**Requirement 1:** In the Meridian Star article below, what year was the People's Charity Clinic of East Mississippi founded?
**Requirement 2:** What ways to help does the Meridian Star article below list? Give all of them.
**Requirement 3:** Write what follows the final sentence of the Meridian Star article below.

**Study text:**
Content starts

The Meridian Star
Christy Rainer, a volunteer with the People’s Charity Clinic of East Mississippi, was guest speaker at the May meeting of the Obadiah Homemaker Volunteers Club.
Located at 310 Russell Drive in Meridian, the non-profit medical clinic was founded in 2012 to assist the homeless. Its mission is to advocate for all individuals to have access to health care, regardless of their life situation. According to Rainer, the clinic seeks to provide free health care for the uninsured with the dignity, respect, and compassion every human being deserves.
"Listen to every story with our hearts. Prayerfully consider each a need. Be an advocate for each of our clients," she said.
"Consider the homeless – some are survivors, most want to belong to a community and a few just want to be left alone. Some are just lonesome, while others will steal your heart," Rainer said.
The age range of those receiving medical assistance has been from 4 months to 92.
"At times whole families are homeless," she said. "This makes it hard for children to go to school."
Rainer said not having an address makes it difficult to get a job and enroll children in school. Most often, the homeless have no transportation.
"Just getting an ID sometimes is very hard," she said. "You need a Social Security card and two utility bills and other things."
Many homeless individuals are self-medicated with drugs and alcohol, while others just move through the day feeling hopeless and scared.
"(They are) Afraid to go to sleep at night. Afraid while they sleep someone will shoot them or beat them up, like many we know," she said "They almost always go to bed hungry."
Ways to help: emergency food, clothes closet, volunteer social services, assist with IDs, health education, monetary donations and volunteer at the clinic.
"This is a Christian ministry caring for body, mind and spirit; where the door is open and your story is heard," she said.
Elouise Ethridge presented Rainer to the group and gave her four mats made from plastic bags as a donation. Rainer noted that since last fall, about 40 mats had been presented to the clinic.
President and hostess Caroline Wilson presented the story of how poppies were chosen as a symbol for Memorial Day.
The American Legion was the first to give away poppies in return for a donation to help honor the dead and help the living disabled veterans. Disabled veterans still make the poppies. The Veterans of Foreign War has a Buddy Poppy and Disabled American Veterans a Forget-Me-Not used in the same way.

Content ends

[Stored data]
Content starts

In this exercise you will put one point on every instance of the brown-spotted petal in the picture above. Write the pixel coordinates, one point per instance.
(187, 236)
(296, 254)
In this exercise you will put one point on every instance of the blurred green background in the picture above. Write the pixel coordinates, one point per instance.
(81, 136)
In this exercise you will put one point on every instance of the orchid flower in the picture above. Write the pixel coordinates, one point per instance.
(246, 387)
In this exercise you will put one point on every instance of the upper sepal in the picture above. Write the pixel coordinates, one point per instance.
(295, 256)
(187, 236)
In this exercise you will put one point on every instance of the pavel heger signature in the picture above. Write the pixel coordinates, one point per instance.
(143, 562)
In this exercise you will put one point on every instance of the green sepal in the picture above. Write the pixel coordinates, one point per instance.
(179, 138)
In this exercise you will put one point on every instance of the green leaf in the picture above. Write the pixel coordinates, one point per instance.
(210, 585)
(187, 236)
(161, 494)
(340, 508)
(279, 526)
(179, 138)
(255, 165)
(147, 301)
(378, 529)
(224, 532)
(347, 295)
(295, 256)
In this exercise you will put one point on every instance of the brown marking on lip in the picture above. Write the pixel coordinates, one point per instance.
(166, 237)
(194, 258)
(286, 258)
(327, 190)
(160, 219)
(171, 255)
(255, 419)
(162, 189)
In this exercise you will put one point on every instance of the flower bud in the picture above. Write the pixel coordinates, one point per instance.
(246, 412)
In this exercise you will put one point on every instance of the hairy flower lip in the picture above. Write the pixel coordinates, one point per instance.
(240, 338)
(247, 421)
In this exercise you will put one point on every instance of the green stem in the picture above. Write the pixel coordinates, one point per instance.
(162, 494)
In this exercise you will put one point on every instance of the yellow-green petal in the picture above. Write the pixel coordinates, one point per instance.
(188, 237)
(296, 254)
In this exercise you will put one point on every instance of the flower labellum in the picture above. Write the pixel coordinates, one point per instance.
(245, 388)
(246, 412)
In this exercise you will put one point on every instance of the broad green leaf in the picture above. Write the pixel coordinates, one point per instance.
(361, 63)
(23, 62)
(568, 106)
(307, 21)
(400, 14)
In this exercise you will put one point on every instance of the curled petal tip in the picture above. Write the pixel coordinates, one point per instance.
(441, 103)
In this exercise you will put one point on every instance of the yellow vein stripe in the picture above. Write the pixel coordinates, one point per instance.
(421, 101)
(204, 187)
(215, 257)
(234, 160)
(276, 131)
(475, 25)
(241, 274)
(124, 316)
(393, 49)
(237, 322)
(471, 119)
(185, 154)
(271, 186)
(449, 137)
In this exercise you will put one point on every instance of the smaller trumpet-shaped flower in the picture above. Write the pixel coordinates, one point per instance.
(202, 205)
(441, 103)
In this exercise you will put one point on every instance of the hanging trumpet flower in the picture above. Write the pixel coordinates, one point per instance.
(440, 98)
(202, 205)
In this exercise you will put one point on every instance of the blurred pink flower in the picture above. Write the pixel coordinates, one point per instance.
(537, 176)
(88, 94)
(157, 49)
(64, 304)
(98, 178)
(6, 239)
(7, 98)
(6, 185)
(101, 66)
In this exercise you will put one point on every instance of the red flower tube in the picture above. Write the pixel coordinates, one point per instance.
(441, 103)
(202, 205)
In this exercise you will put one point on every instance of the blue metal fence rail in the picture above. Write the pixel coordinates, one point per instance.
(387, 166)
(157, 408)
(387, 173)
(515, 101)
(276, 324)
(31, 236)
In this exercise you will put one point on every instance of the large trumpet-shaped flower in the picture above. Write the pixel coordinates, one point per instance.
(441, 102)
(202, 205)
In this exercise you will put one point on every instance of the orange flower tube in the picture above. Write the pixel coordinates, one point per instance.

Content ends

**Answer section 1:** 2012

**Answer section 2:** Emergency food, clothes closet, volunteer social services, assist with IDs, health education, monetary donations, and volunteer at the clinic.

**Answer section 3:**
Wilson ended her presentation by reading "In Flanders Field" by John McRae.
During the business session, Lou Limerick reported on the Mississippi State Council meeting and the Dress Revue (she won a blue ribbon). Caroline Wilson, Lydia Tingle, and Elouise Ethridge also won blue ribbons for their Cultural Arts entries.
In observance of June being observed as Hospitality Month, the Obadiah Homemaker Volunteers will take cookies to the Welcome Center.
Sixteen club members attended and provided lunch for the Legislative Luncheon in May.
During the month, a workshop is scheduled to make centerpieces for the four children homes at Hope Village, LOVE's Kitchen, Wesley House Community Center and Care Lodge.
Fifteen members were in attendance at the club's May meeting, plus two guests, – Amy Driskill and Sally Loper. Rae Clarke was welcomed as a new member.
The Mississippi Homemaker Volunteers Council's June 28 meeting will feature a dairy competition in observance of Dairy Month. Each interested member should bring a non-sweet dish using one cup of dairy (cheese, cream cheese, cottage cheese, etc.), Also a sweet dish with one cup or more of dairy. The dishes will be taste tasted, judged and served for refreshments.
The meeting closed with the Pledge of Allegiance to the United States F.lag Refreshments were served by hostesses Caroline Wilson and Lydia Tingle.
The next of the Obadiah Homemaker Volunteers Club is scheduled for July 1.